▸ **GIVEN INSTRUCTION**:
Pick out every line of the material that contains the string "player" and copy each one in full. The match is case-sensitive.

BEGIN DATA

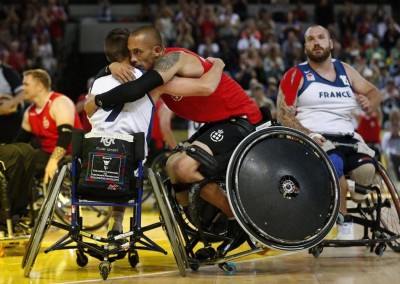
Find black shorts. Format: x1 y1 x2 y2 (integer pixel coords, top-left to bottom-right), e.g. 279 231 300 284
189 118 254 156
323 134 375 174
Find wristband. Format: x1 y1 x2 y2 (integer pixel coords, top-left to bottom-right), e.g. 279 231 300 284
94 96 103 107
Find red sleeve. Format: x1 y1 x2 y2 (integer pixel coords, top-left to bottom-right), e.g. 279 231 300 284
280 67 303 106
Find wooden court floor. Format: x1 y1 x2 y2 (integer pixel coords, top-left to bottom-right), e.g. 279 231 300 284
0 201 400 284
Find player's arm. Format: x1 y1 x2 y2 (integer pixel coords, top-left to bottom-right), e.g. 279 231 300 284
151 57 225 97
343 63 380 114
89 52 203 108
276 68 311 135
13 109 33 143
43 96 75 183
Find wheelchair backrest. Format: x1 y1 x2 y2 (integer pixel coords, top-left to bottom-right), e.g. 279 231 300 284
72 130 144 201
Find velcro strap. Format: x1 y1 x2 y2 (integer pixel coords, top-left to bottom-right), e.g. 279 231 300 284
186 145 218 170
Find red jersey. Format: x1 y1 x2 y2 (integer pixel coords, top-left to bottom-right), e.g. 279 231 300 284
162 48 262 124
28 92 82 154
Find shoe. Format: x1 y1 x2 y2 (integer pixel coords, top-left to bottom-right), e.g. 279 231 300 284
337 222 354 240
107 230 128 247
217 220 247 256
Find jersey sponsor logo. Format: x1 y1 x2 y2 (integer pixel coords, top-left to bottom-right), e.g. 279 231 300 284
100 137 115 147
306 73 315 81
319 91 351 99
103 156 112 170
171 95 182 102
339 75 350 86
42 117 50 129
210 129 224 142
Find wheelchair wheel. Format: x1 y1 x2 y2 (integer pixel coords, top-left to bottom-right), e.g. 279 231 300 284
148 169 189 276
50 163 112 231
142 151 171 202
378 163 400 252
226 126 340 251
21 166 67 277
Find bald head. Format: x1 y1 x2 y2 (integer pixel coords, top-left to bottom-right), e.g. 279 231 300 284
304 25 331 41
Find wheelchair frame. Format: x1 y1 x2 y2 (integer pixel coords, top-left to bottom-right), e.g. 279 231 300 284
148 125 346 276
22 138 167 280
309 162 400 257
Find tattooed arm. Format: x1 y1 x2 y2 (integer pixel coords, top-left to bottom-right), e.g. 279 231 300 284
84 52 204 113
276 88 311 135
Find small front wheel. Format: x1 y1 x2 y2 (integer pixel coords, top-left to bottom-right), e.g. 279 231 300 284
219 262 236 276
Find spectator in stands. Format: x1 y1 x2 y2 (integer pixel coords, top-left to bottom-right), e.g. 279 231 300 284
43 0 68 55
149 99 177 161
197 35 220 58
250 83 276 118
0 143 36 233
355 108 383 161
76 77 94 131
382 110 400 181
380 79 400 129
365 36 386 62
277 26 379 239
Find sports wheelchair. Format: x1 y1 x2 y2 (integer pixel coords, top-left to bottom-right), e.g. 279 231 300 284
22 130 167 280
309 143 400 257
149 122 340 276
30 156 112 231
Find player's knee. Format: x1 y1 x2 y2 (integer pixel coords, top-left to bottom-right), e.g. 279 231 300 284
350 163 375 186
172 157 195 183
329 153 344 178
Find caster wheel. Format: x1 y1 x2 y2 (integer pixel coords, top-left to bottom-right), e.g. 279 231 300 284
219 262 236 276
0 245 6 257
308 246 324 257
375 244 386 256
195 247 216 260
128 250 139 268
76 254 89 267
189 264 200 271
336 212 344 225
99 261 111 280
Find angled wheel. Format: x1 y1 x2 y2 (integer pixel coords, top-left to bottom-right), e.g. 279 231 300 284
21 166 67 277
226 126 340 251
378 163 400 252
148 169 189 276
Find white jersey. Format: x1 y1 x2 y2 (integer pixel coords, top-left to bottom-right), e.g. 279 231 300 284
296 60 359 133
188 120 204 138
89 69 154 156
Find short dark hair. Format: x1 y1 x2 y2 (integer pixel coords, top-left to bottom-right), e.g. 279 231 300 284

END DATA
BEGIN DATA

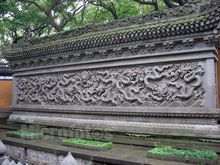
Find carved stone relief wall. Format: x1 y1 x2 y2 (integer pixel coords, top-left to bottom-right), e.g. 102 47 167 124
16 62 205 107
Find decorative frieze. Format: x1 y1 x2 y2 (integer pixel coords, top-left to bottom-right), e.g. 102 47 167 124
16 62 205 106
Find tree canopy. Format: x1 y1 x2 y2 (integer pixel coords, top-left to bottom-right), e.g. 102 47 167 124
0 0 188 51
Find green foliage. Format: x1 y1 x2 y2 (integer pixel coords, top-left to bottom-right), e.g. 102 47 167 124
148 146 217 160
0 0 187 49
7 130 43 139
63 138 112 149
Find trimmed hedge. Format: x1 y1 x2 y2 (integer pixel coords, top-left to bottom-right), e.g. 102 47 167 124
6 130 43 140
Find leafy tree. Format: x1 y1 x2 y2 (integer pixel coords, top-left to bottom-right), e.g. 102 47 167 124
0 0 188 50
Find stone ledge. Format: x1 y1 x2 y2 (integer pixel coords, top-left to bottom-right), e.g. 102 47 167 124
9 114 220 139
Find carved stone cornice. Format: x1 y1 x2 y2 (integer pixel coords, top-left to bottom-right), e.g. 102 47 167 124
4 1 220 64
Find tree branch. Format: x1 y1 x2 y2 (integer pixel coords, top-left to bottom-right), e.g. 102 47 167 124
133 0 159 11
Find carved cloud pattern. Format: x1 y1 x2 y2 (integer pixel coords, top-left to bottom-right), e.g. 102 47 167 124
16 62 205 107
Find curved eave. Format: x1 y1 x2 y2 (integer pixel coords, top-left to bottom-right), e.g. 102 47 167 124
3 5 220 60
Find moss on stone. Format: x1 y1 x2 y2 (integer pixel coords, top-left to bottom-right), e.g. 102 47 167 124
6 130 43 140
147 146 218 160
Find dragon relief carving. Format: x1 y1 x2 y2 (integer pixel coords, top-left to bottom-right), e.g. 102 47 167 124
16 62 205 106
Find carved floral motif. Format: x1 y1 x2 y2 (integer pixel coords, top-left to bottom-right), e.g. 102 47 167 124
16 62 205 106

END DATA

▸ **REPLY**:
Find player's arm. Format: x1 y1 x2 y2 (integer pixel coords, top-left to bottom-right), e.g. 279 231 300 284
Find player's knee. Format: x1 y1 x2 y2 (integer pixel coords, top-left to bottom-right), e.g. 279 231 300 284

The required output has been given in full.